Everyone knows what little dudes do on Christmas morning: They ignore all the expensive stuff that Santa just brought, and play with old toys they haven’t touched in years. (The littlest dudes prefer to play with the boxes in which the expensive toys came packaged.) Despite the fact that two of my kids are adults, they were no different. Just like they did last year, Kristen and Courtney pulled out Operation, a game that Laura doesn’t care for very much because of the annoying buzzer that goes off when the metal tweezers inadvertently touch the metal sides of the “incision” as you’re removing the various parts from the “patient.”
Kristen and Courtney were all giddy and stuff while playing Operation amidst all of the new stuff strewn about the place, and it reminded me that I’d meant to post about what happened the year before, but I guess I forgot, so I’m doing it now before I forget again. Last year, Adam and I were watching the girls play Operation, and we were listening while they reminisced about old times. They asked me if I remembered another game they once had that was similar to Operation, but they couldn’t remember the name of it. They claimed that it involved removing “boogers,” which were actually gummy-like rubber bands, through the nose of a plastic head, one by one, with a pair of tweezers. According to Kristen and Courtney, who began laughing hysterically as they continued to recall the particulars of this game that they allegedly had, the object of the game was to collect as many “boogers” as possible, but if a player picked the wrong rubber band, then the top of the plastic head blew off.

———

__Required work__:
**1)** In the Christmas story about the Operation game, why doesn't Laura care much for Operation?
**2)** Pick up the Christmas story about the Operation game after its last sentence and keep it going.

__Data shown__:

———

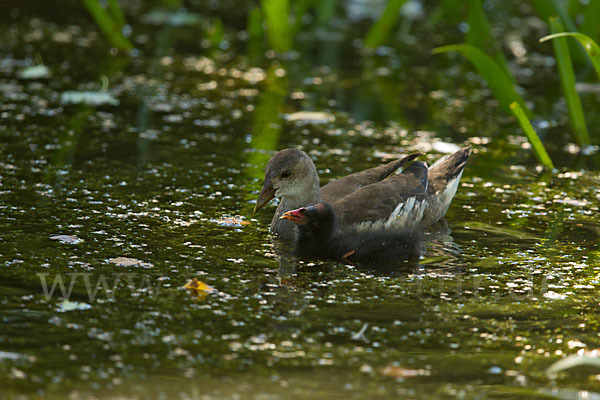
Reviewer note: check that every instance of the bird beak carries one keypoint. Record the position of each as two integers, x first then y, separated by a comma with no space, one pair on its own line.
295,216
266,194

———

__Responses by task__:
**1)** She dislikes the annoying buzzer that goes off when the metal tweezers touch the metal sides of the "incision."

**2)**
At that point, Kristen and Courtney were rolling on the floor laughing. Adam and I totally accused them of making up the whole thing. They swore it was a real game, but only added to our doubts because they could not remember the name of it, and they kept laughing and adding new details, such as not only did the top of the plastic guy’s head blow off, but come to think of it, his brain came flying out too. I argued that no toy manufacturer would create such a thing, and that I certainly wouldn’t have bought it for them anyway. (I was more certain about the former rather than the latter part of that statement, but still.) They swore up and down that there was such a game, and that I had indeed purchased it for them. Adam expressed his doubts too, and my money was on him. If such a game had been created, surely their contemporary, Adam, would have known about it. Also, judging from Kristen and Courtney’s fits of giggles, it seemed like they were working hard to pull our legs. We weren’t having any of it.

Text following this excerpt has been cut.